◆ Things to do
1. Under which country's generally accepted auditing standards does the audit report say the audits were conducted?
2. Rewrite the records from the line with "Target: rocky mountain" through the end of the records, substituting "occurrence" for every "instance" and changing nothing else.

◆ Text section
────────────────────

The Board of Directors and Stockholders
Stafford-Miller S.r.l.

We have audited the accompanying balance sheets of Stafford Miller S.r.l. as
of December 31, 1994 and 1993 and the related statements of income and
retained earnings, and cash flows for each of the three years in the period
ended December 31, 1994.  These financial statements are the responsibility
of the Company's management.  Our responsibility is to express an opinion on
these financial statements based on our audits.

We conducted our audits in accordance with auditing standards generally
accepted in the United States.  Those standards require that we plan and
perform the audit to obtain reasonable assurance about whether the financial
statements are free of material misstatement.  An audit includes examining,
on a test basis, evidence supporting the amounts and disclosures in the
financial statements.  An audit also includes assessing the accounting
principles used and significant estimates made by management, as well as
evaluating the overall financial statement presentation.  We believe that
our audits provide a reasonable basis for our opinion.

In our opinion, the financial statements referred to above present fairly,
in all material respects, the financial position of Stafford Miller S.r.l.
at December 31, 1994 and 1993 and the results of its operations and its cash
flows for each of the three years in the period ended December 31, 1994 in
conformity with accounting principles generally accepted in the United States.

────────────────────

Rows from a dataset
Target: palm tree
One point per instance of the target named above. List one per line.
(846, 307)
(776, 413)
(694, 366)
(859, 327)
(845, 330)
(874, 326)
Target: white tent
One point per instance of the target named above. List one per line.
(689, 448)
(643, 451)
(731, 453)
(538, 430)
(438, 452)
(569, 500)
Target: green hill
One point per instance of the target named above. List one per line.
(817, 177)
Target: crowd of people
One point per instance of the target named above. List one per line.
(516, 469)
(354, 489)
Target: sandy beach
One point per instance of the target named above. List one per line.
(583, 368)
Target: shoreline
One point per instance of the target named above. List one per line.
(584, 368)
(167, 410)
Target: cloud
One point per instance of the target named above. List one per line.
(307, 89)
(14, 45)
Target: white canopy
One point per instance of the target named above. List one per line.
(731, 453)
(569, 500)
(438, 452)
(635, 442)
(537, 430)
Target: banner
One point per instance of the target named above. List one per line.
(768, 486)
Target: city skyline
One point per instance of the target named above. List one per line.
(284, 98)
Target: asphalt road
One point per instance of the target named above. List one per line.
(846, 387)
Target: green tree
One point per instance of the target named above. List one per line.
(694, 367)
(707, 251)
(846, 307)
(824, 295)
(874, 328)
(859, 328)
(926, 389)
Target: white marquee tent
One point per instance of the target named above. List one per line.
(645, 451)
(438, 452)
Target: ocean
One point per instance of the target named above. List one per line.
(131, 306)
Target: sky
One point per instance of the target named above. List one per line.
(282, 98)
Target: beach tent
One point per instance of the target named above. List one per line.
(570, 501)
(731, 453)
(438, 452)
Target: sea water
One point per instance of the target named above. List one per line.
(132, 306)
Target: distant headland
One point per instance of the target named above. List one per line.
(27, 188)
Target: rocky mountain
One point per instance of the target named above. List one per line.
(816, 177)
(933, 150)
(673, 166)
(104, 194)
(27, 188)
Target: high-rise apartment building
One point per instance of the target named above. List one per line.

────────────────────

◆ Expected answers
1. The United States.

2.
Target: rocky mountain
One point per occurrence of the target named above. List one per line.
(816, 177)
(933, 150)
(673, 166)
(104, 194)
(27, 188)
Target: high-rise apartment building
One point per occurrence of the target named above. List one per line.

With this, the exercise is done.